[Records excerpted from a collection]
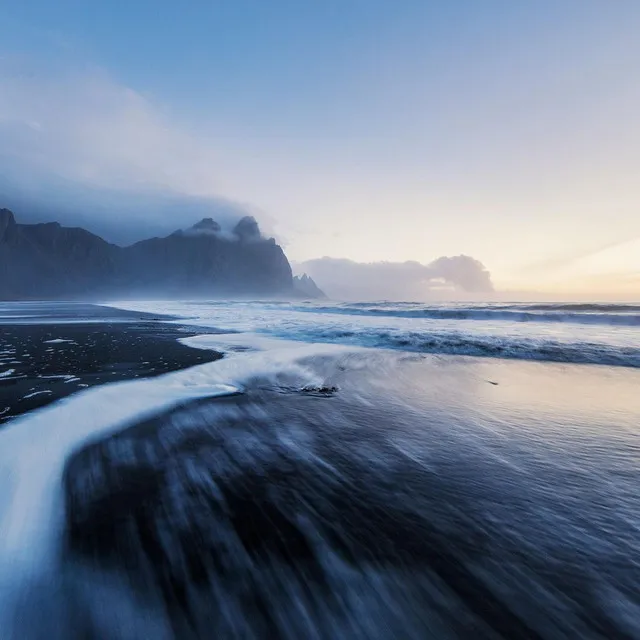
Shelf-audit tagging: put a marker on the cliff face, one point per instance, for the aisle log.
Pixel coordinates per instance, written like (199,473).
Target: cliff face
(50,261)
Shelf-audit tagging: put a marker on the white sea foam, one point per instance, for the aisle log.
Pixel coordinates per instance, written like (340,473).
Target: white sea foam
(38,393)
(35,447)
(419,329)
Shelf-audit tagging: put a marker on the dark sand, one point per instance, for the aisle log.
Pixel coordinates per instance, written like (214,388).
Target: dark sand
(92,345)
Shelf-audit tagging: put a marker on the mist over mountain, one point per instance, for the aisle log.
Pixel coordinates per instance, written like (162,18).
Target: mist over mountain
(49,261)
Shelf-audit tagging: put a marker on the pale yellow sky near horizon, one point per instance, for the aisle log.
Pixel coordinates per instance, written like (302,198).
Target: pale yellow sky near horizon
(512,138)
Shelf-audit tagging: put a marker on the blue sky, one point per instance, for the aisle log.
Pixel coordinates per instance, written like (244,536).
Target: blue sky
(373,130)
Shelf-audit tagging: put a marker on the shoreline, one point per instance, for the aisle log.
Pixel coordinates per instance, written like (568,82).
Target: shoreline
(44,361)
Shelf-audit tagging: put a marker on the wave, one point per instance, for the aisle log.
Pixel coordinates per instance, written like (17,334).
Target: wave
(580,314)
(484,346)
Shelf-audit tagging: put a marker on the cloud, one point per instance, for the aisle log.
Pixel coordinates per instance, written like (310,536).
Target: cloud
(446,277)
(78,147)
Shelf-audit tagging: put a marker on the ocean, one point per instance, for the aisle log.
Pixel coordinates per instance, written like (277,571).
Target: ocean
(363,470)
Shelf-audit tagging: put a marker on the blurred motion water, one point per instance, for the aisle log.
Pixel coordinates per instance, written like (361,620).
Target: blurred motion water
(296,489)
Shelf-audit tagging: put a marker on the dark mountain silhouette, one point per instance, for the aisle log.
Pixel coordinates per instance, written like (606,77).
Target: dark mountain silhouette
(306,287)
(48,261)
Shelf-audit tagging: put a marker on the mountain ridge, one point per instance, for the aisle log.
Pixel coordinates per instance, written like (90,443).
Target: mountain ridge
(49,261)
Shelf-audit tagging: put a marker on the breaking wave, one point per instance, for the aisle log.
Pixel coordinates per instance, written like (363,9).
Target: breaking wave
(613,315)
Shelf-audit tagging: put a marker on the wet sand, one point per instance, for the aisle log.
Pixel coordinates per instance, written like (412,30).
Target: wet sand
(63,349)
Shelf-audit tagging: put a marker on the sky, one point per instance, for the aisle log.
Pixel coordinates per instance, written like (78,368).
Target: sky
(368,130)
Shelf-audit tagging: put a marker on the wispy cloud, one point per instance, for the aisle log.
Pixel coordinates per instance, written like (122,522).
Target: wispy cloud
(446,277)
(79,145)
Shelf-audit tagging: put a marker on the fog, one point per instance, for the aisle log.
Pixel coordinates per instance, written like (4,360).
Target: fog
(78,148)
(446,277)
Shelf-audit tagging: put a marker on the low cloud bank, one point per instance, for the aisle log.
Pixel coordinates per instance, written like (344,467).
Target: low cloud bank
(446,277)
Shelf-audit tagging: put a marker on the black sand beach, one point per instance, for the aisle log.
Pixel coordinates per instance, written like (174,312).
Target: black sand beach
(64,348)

...

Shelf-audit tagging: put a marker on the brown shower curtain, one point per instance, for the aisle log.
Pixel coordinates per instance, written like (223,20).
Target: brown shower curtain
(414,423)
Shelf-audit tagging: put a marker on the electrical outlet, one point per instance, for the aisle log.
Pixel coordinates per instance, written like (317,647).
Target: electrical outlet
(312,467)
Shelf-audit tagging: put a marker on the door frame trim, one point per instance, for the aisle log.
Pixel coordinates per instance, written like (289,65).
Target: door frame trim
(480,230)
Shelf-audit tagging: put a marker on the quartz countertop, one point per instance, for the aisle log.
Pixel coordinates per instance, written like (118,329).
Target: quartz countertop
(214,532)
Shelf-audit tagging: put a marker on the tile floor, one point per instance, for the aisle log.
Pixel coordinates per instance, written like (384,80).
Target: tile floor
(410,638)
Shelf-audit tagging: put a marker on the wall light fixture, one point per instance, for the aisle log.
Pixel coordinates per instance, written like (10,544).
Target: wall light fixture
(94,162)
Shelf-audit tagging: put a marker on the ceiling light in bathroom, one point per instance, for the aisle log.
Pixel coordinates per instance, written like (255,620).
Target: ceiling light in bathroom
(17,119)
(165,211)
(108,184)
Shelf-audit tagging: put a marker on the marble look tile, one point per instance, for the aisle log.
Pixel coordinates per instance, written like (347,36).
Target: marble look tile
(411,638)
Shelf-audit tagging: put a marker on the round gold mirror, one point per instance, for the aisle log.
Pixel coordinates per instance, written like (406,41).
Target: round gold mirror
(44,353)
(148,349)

→ AIM
How many lines of the records above contain the string "breaking"? Reply with the number alone.

→ TASK RESULT
2